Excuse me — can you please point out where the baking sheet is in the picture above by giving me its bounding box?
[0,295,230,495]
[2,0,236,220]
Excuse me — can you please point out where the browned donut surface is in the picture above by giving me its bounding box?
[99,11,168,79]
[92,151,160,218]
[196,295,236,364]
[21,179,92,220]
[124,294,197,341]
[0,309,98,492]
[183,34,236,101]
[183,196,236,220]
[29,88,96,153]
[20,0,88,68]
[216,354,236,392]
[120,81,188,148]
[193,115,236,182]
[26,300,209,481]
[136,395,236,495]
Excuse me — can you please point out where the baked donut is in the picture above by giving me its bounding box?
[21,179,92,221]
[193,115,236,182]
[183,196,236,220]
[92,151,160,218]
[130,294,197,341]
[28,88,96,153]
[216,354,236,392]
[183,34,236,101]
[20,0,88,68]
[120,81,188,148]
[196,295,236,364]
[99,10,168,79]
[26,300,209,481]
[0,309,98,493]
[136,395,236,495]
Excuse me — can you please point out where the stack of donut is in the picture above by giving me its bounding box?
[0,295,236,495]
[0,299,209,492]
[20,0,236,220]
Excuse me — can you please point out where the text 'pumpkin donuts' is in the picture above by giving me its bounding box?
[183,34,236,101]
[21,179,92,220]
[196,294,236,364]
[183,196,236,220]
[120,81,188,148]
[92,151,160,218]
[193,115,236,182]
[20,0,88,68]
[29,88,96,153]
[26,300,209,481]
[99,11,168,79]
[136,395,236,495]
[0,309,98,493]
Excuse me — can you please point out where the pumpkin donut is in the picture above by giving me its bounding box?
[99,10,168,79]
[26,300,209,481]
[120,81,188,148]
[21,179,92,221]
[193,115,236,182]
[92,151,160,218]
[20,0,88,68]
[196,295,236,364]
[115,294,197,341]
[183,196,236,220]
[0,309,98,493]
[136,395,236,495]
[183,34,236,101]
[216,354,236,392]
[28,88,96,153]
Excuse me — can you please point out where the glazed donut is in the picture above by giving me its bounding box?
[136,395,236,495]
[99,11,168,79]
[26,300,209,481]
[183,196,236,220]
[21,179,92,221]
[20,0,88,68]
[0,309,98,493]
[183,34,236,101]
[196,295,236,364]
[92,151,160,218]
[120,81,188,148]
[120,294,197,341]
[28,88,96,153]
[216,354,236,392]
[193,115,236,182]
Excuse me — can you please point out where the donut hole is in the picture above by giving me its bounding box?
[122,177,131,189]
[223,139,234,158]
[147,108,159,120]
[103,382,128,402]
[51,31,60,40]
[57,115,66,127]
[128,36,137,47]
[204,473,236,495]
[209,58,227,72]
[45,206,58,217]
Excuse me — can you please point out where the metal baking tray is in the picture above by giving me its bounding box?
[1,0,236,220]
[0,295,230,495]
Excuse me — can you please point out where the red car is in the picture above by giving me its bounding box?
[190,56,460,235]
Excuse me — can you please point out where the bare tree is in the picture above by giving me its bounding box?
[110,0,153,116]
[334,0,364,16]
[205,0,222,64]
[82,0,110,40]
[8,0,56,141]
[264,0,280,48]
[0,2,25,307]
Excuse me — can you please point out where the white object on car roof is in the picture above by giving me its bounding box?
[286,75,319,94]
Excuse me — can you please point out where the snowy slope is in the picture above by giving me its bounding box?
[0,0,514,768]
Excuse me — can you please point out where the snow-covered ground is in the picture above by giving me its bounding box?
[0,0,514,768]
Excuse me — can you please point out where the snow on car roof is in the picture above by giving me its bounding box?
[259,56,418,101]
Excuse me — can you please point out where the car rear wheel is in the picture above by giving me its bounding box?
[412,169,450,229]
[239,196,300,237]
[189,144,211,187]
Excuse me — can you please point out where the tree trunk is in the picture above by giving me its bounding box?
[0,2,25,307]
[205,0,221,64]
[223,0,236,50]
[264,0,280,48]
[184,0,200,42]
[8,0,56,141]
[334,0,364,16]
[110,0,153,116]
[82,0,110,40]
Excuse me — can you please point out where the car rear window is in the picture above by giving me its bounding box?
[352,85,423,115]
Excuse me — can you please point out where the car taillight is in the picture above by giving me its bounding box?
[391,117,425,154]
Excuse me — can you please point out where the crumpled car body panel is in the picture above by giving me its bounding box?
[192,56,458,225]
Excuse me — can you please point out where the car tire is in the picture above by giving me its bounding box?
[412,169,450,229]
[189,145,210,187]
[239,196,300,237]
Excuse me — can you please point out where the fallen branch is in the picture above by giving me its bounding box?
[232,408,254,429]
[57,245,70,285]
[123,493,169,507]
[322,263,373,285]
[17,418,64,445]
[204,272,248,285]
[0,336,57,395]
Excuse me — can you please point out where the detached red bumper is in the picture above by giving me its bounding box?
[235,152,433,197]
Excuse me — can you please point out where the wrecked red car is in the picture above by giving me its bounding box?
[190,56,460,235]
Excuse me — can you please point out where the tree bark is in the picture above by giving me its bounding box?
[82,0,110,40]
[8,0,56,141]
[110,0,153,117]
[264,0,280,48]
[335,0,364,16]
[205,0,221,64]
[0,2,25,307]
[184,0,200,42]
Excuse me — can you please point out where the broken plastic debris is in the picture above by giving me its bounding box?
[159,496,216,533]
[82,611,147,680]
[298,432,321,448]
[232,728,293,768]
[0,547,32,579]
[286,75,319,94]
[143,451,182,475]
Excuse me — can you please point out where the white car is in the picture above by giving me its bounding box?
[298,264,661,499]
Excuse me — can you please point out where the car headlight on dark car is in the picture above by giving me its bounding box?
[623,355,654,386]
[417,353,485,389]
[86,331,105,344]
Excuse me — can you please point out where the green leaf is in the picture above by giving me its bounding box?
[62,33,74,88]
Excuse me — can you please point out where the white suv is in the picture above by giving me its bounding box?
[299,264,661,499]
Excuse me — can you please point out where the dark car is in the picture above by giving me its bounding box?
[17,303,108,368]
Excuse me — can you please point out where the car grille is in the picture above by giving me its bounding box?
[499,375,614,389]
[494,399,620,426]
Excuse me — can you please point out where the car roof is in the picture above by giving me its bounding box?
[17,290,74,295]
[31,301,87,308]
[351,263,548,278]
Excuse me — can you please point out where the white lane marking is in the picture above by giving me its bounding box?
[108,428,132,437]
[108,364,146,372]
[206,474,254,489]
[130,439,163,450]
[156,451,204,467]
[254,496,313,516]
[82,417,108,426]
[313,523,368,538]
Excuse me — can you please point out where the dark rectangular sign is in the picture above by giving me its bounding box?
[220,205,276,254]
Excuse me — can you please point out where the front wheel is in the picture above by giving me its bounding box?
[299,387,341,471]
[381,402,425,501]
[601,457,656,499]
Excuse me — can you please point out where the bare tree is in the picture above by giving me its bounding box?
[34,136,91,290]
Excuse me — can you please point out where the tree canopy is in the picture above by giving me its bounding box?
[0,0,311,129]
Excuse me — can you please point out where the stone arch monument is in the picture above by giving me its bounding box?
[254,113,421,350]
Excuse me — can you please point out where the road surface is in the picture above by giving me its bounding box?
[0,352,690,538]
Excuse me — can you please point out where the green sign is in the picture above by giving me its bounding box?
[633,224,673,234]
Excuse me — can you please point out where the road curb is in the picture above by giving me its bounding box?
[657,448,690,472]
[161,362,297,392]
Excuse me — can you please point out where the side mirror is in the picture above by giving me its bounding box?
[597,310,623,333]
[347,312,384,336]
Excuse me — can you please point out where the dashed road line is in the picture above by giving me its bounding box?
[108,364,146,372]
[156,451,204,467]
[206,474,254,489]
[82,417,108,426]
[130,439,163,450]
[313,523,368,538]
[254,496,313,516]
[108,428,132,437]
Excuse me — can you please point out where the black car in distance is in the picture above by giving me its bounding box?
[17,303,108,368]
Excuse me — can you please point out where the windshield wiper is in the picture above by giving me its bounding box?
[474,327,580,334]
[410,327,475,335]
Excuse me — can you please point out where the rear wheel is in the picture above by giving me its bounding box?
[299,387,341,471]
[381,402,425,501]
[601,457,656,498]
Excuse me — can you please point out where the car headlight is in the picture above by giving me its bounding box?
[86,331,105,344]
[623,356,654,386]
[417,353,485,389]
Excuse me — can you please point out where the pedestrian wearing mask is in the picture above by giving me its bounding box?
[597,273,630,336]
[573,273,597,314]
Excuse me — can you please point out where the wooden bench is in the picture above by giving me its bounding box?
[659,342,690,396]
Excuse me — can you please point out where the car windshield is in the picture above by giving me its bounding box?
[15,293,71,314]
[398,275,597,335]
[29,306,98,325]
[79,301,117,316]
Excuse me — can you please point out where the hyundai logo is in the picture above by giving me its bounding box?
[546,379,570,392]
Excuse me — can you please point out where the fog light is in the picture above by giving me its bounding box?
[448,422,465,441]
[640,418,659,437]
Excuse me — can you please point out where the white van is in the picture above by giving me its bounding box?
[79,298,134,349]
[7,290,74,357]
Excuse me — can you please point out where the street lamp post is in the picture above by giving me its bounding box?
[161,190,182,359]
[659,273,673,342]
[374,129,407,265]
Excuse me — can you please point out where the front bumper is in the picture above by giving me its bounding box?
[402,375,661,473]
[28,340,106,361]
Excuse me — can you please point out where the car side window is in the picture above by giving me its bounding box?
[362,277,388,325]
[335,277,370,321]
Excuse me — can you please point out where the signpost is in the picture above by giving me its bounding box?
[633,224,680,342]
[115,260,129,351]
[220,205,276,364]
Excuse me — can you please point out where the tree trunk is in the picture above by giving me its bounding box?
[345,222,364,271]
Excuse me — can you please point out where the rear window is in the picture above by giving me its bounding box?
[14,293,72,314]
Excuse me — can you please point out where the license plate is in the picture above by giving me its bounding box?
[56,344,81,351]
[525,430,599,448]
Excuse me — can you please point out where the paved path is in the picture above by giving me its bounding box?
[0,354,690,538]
= = = = = = =
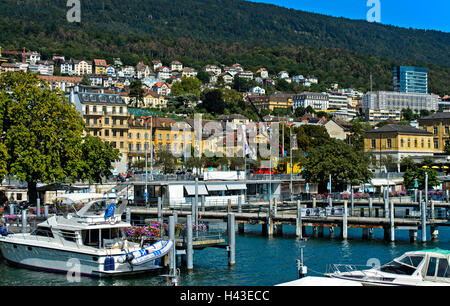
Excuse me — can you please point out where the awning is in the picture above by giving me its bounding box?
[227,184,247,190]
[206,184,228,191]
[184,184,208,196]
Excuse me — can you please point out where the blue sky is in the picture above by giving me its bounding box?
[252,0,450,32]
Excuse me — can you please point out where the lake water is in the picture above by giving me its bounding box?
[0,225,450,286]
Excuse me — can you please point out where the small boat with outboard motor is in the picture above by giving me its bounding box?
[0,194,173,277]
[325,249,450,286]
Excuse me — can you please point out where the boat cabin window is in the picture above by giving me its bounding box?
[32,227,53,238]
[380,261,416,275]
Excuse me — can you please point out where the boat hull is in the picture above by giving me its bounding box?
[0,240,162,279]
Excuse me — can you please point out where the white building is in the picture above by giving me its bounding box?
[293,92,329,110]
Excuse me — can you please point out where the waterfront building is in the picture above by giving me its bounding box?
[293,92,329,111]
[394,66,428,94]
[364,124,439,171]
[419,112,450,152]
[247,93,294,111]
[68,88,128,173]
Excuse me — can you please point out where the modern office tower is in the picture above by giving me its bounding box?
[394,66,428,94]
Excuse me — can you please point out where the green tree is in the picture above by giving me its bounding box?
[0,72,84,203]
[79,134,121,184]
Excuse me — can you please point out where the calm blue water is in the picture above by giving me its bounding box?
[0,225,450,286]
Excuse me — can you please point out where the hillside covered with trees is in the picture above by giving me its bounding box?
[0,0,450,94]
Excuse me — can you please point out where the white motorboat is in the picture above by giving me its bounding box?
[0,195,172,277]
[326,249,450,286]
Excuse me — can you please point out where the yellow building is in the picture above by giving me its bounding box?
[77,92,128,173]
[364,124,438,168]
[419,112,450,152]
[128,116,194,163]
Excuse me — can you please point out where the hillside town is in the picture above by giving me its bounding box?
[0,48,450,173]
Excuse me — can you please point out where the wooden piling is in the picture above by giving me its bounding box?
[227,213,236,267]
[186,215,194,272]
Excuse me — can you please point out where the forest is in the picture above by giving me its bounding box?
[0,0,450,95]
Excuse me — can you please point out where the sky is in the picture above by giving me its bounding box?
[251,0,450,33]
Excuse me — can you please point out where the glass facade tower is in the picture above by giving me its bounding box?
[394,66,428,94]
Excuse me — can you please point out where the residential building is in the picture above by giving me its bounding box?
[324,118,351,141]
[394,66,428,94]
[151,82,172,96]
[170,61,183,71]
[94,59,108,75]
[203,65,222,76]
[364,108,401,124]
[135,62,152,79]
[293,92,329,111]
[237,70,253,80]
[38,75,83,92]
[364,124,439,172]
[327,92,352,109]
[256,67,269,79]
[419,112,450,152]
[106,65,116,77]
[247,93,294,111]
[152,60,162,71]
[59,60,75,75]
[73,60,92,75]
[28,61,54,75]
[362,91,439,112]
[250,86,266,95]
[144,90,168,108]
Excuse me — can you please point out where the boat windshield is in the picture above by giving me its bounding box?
= = = = = = =
WHAT THE TASK ASKS
Please copy out, word for word, the part of the listing above starting at the line that contains "the boat hull" and ending at the line that contains "[0,0,450,94]", including both of those lines.

EXERCISE OUTPUT
Excuse me — can you please point out where the boat hull is in the picture above by giving me its bounding box?
[0,240,162,279]
Excuse me — can you please point out where the white building is in the picture above by giving me its bounding box?
[293,92,329,110]
Excuse me — can you please point out where the waterfront building is in the picture above by giving me its bounding box?
[293,92,329,111]
[394,66,428,94]
[364,124,439,171]
[419,112,450,152]
[247,93,294,111]
[68,88,128,173]
Excuse me — can you please point out where the modern office tower is in the picture above by giving me its bounding box?
[394,66,428,94]
Excuse me — can you please point out where the green tree is in the picture above by giving me its bounding box?
[0,72,84,203]
[79,134,121,184]
Excuse me — can you please point out where the calm blue water is in the picture above by giving me its bounding box?
[0,225,450,286]
Excuse me — can you please point out where the hillside covered with trees is in the picture above by giving me its bounding box?
[0,0,450,94]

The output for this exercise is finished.